— begin RECORDS TO USE —

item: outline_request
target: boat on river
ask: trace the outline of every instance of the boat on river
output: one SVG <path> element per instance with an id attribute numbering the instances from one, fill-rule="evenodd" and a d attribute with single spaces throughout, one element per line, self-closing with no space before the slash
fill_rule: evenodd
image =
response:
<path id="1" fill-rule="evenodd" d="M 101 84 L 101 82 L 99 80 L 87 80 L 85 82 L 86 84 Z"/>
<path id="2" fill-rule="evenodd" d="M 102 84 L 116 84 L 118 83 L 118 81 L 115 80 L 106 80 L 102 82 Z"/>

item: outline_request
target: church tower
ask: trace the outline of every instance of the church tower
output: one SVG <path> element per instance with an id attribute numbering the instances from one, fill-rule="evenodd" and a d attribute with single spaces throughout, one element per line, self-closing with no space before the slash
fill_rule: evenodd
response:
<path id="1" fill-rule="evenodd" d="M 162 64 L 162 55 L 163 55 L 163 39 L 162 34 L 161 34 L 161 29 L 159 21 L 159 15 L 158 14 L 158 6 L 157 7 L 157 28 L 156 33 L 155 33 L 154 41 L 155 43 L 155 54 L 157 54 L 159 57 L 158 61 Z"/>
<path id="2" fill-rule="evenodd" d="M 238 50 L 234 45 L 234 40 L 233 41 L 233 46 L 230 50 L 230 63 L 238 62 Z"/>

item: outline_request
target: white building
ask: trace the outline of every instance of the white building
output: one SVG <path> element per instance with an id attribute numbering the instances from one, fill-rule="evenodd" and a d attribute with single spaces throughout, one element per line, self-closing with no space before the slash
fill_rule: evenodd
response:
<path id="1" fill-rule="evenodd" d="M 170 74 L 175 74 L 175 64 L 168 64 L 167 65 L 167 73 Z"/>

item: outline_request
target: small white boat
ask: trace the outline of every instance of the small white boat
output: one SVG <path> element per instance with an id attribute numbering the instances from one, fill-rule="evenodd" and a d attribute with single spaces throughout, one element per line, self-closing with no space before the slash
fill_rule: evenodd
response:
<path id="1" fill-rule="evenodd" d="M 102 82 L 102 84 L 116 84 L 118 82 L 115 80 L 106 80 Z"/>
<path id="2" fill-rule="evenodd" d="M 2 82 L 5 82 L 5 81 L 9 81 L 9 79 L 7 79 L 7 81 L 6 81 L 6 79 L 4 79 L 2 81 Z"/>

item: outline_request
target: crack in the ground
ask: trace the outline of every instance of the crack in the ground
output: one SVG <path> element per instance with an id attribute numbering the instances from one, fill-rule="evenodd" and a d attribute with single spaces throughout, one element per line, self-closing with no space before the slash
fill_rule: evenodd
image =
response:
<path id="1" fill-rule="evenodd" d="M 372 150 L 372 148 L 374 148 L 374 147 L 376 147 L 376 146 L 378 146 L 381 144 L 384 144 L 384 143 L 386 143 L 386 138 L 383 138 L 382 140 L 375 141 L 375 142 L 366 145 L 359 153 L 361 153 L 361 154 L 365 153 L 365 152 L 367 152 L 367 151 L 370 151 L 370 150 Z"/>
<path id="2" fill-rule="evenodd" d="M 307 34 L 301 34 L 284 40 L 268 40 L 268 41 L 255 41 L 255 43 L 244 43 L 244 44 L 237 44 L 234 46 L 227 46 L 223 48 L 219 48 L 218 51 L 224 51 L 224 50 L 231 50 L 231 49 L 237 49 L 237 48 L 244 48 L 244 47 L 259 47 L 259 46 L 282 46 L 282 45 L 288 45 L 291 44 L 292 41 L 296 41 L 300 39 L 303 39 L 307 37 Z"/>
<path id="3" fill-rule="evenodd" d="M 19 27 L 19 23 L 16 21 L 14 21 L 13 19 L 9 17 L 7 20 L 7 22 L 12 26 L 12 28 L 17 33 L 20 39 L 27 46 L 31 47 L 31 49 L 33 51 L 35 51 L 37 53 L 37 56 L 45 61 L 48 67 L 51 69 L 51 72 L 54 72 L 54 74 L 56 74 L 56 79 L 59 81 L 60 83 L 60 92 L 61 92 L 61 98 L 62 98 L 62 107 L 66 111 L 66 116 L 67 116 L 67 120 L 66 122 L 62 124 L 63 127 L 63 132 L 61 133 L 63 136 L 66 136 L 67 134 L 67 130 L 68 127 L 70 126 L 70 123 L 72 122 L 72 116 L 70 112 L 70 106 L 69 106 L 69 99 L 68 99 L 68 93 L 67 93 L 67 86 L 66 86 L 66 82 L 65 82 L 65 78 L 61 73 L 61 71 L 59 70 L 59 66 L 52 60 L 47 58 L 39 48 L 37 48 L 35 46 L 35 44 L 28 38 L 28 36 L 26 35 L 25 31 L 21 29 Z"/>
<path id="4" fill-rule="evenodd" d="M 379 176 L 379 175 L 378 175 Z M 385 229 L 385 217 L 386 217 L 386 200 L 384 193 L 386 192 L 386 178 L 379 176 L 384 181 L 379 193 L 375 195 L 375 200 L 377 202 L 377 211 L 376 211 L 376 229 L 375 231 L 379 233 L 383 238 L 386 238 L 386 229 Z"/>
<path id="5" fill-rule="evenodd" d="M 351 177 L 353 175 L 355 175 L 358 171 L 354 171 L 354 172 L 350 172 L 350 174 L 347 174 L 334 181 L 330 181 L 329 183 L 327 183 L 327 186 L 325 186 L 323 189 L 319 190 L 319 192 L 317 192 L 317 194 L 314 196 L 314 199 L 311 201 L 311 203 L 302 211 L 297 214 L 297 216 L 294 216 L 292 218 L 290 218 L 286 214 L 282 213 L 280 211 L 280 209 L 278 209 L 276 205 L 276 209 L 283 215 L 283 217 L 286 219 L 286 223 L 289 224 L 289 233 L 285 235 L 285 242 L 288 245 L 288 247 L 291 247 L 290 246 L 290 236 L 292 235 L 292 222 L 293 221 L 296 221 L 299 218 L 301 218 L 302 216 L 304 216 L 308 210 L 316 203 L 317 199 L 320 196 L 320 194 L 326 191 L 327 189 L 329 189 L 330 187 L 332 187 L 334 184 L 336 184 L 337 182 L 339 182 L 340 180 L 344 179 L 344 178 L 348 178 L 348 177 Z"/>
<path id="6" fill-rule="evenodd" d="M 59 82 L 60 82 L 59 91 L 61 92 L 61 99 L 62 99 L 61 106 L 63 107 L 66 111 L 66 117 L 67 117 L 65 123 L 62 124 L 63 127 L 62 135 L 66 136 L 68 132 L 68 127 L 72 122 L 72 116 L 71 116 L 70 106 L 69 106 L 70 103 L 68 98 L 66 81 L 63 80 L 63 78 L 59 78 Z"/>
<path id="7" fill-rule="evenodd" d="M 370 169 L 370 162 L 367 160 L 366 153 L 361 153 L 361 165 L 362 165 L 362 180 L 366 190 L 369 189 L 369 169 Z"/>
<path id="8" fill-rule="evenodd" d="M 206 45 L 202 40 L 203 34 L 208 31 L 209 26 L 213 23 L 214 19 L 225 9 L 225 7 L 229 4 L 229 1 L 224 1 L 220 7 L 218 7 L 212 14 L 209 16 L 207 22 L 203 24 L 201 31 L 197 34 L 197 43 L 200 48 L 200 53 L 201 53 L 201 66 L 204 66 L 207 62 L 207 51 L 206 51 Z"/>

— end RECORDS TO USE —
— begin RECORDS TO USE —

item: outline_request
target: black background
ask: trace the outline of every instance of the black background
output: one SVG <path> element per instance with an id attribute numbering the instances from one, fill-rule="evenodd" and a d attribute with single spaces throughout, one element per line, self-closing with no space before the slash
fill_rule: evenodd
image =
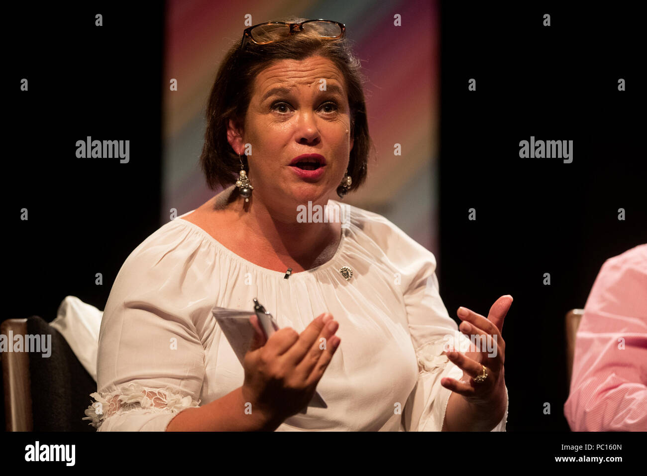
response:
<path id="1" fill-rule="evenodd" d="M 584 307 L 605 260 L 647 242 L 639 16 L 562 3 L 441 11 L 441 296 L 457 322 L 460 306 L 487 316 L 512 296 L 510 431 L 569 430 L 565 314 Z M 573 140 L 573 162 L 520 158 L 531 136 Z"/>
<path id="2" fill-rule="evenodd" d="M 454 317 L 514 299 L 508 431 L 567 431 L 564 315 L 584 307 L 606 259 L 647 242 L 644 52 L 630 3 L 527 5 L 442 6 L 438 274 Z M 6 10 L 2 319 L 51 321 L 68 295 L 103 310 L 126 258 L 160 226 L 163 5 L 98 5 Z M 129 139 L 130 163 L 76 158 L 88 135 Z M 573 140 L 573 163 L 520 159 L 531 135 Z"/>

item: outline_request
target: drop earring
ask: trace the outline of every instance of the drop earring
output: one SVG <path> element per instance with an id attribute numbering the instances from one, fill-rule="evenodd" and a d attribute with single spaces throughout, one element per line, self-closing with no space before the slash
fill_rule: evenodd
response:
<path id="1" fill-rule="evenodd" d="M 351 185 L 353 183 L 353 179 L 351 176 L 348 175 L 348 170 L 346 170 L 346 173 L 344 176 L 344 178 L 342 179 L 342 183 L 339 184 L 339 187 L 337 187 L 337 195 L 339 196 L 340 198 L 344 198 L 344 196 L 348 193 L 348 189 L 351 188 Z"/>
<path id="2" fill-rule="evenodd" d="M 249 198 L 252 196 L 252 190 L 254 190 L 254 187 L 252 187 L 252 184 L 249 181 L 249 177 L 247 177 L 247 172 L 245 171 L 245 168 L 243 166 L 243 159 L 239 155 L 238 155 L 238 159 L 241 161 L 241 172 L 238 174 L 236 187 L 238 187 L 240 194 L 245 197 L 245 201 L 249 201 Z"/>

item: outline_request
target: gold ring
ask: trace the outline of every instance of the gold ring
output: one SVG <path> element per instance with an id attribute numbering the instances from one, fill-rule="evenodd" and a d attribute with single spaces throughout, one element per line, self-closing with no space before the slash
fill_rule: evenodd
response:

— end RECORDS TO USE —

Pull out every line of the data above that contains the word "river", and list those lines. Uppercase and lowercase count as different letters.

● **SOLUTION TO THIS PROBLEM**
target: boat on river
ask: trace the outline of every instance of the boat on river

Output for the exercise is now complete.